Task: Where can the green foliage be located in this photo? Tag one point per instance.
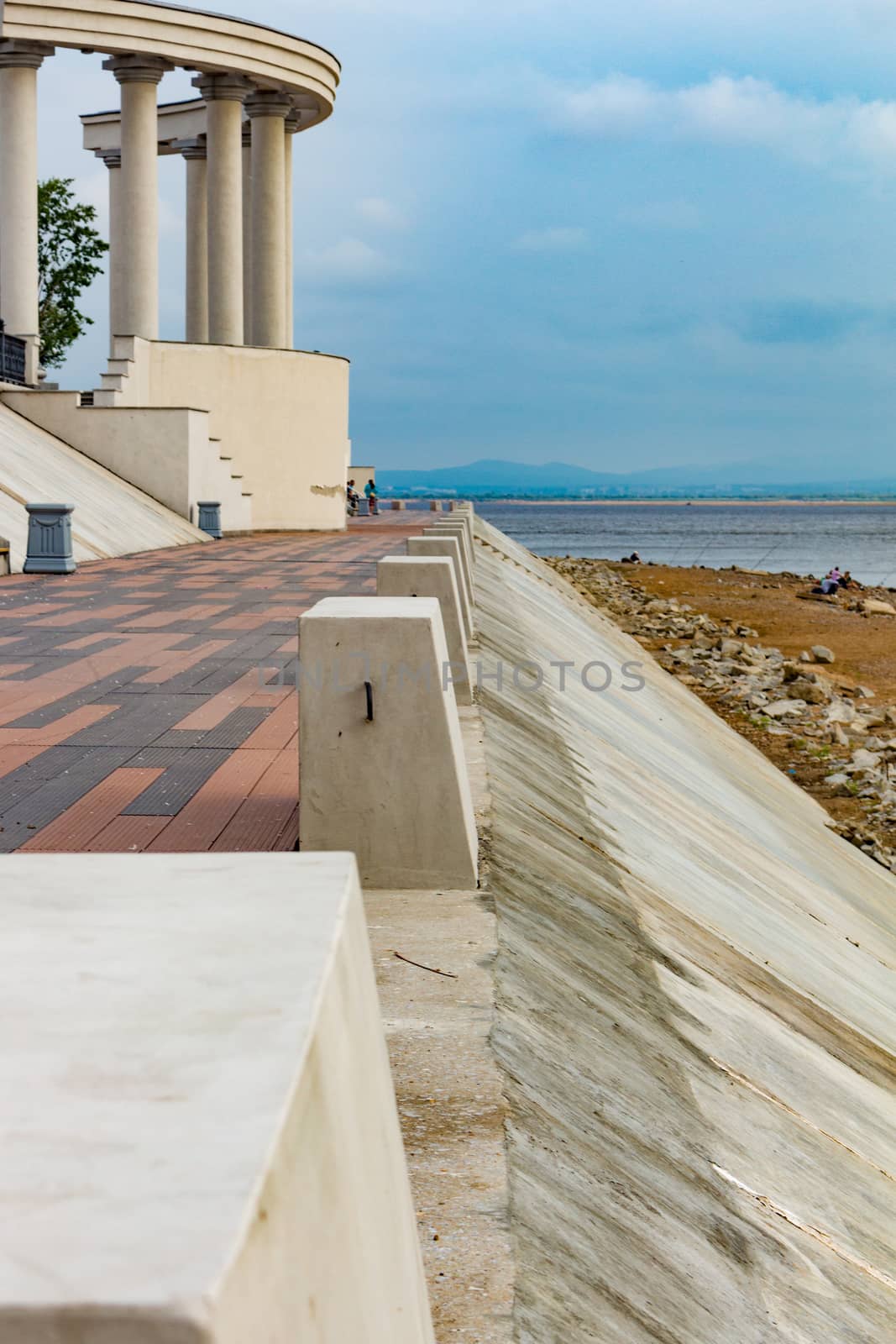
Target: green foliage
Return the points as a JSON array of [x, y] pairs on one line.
[[69, 255]]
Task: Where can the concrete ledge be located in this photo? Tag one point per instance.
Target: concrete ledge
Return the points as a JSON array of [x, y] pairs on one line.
[[407, 575], [199, 1135], [458, 534], [450, 546], [392, 786], [458, 526]]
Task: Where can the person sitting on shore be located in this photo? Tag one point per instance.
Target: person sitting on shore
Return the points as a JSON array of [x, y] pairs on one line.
[[832, 581]]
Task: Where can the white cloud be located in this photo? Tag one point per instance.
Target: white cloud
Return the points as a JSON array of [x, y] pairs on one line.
[[382, 213], [348, 261], [553, 239], [839, 132]]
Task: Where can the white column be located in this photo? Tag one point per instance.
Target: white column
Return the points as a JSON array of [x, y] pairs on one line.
[[196, 286], [139, 188], [268, 113], [223, 97], [112, 159], [248, 234], [291, 127], [19, 64]]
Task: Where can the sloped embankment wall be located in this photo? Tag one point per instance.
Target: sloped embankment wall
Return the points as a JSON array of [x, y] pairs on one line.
[[696, 1007]]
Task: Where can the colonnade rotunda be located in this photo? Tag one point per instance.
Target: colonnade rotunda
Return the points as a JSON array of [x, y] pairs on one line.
[[248, 420]]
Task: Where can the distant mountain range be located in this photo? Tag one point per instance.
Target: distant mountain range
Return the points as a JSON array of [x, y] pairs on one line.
[[563, 480]]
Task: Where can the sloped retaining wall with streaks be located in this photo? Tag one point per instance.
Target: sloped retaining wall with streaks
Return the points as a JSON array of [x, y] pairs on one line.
[[696, 1005]]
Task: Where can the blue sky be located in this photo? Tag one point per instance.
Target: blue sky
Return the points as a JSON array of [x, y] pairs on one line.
[[618, 235]]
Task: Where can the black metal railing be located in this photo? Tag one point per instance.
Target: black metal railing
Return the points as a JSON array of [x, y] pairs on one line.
[[13, 360]]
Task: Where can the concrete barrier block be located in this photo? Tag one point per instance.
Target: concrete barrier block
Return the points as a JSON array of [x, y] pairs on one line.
[[409, 575], [199, 1140], [461, 526], [459, 534], [452, 548], [382, 759]]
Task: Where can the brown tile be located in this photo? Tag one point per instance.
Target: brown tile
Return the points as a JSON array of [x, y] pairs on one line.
[[128, 835], [76, 827], [202, 820], [262, 817]]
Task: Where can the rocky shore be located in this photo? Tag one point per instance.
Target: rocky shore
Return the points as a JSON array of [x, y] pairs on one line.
[[828, 732]]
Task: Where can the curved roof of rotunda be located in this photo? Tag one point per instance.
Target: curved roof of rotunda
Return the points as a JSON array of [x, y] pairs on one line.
[[191, 38]]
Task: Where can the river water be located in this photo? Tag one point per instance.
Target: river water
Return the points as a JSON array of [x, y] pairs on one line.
[[804, 538]]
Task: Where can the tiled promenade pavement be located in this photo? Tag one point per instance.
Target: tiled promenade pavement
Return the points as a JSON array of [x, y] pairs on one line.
[[149, 702]]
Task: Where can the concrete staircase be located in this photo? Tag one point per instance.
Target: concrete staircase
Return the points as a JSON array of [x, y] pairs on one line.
[[226, 483], [112, 517]]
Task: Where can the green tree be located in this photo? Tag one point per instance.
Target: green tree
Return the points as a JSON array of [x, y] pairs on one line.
[[69, 255]]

Request
Leave out the pictures and print each record exactly as it stands.

The answer
Task: Where can the green foliage be located in this photo? Tag one point per instance.
Target: green foliage
Return the points as a JSON array of [x, y] pairs on one line.
[[69, 255]]
Task: Where can the concrete ledge be located in this photo? Tag one point per instance.
Target: concrete ledge
Return the points as a JSON array of [x, y] pairs on one line.
[[407, 575], [199, 1135], [458, 534], [450, 546], [392, 786], [458, 526]]
Task: Where can the person sitting on shore be located in this photo? Tag one point per instance.
Target: person sitting on shore
Return the points as a JSON array of [x, y] pairs on one line.
[[832, 581]]
Task: Where can the white cloud be located in this photo? Tag one point per instance.
Target: white cloud
Return the points as a JSON array of [x, y] pairs on one line.
[[382, 213], [348, 261], [553, 239], [839, 132]]
Task: Where can the white column be located in this photo? Tag one point per instance.
Target: white column
Return the points as a JSON array of [x, y] pairs on one line.
[[196, 286], [139, 188], [268, 113], [223, 97], [112, 159], [248, 234], [291, 127], [19, 64]]
Task: Where can the sloped embankment wall be located in this photo? Tag one point per instance.
Target: sloped embankment wall
Return the points as a JSON array of [x, y] pairs on one line.
[[696, 1007]]
Task: Where can the colonnade rotunda be located in this photo? Tag one point per instance.
Target: colonnade rotunda
Return the points as a JSON array of [x, y] pairs on one line.
[[248, 420]]
Task: Where can the distant mountain range be located in this photo? Tag one point per instance.
Target: distant mountain range
Return the points as a JSON array of [x, y] pairs on one line.
[[563, 480]]
Task: Where can the sloped retaining wall with streaks be located in this photo? Tag one point per instance.
Target: sloped retaining wall with streaks
Return the points as a JSON array of [x, y] pairs on one line.
[[696, 1005]]
Task: Where can the blue sky be located in this photo? Tag one point per instance.
Target: blue sky
Return the points as a JSON array of [x, y] pairs on one line.
[[618, 235]]
Task: Where can the black metal railing be located in this photo? Tag one point per instance.
Target: black metal railing
Return the points as a JSON array of [x, y] pairs on one line.
[[13, 360]]
Task: Where can the concrete barrier block be located in this photo? Tag one point per instance.
Target: concrete barrier block
Return the points as a JSON array of [x, y] pairs on one line.
[[409, 575], [199, 1140], [461, 526], [459, 534], [452, 548], [382, 759]]
Task: Where can the brown tile be located in this photo? Tag one point per instance.
Target: brown tile
Return the points as a JSON array of [x, y] pairs on one line.
[[128, 835], [76, 827], [202, 820], [262, 817]]
Task: Where can the rocky shore be located in this photo? Tag one point per instance.
Target: rocky shore
Return the points as a JSON array of [x, y] pairs on one line.
[[828, 732]]
Task: Where can the curved roof of rotunda be located in this photo? Tag one point per instance.
Target: curved roof of rotunda
Return the points as a JSON array of [x, y] pairs on one line.
[[191, 38]]
Task: Where can the river water be located in this photo? Tag one point per instance.
Target: river water
Return the points as a JSON array of [x, y] pairs on one line.
[[804, 538]]
Task: Where can the tiled promenade pavement be located in this photo? Tag one point per instance.
Target: tiled promenade pavement
Return the points as a JSON array of [x, y] pairs on one line.
[[149, 702]]
Task: Where can the concrete staircase be located in this photo? Tag one point per instance.
Target: concrete staircase
Return the points as a JSON array of [x, y] pairs on one line.
[[226, 483], [112, 517]]
Task: Where can the green tree be located in this photo? Tag one point per instance.
Target: green tree
Return the points as a JSON array of [x, y] pairs on one line.
[[69, 255]]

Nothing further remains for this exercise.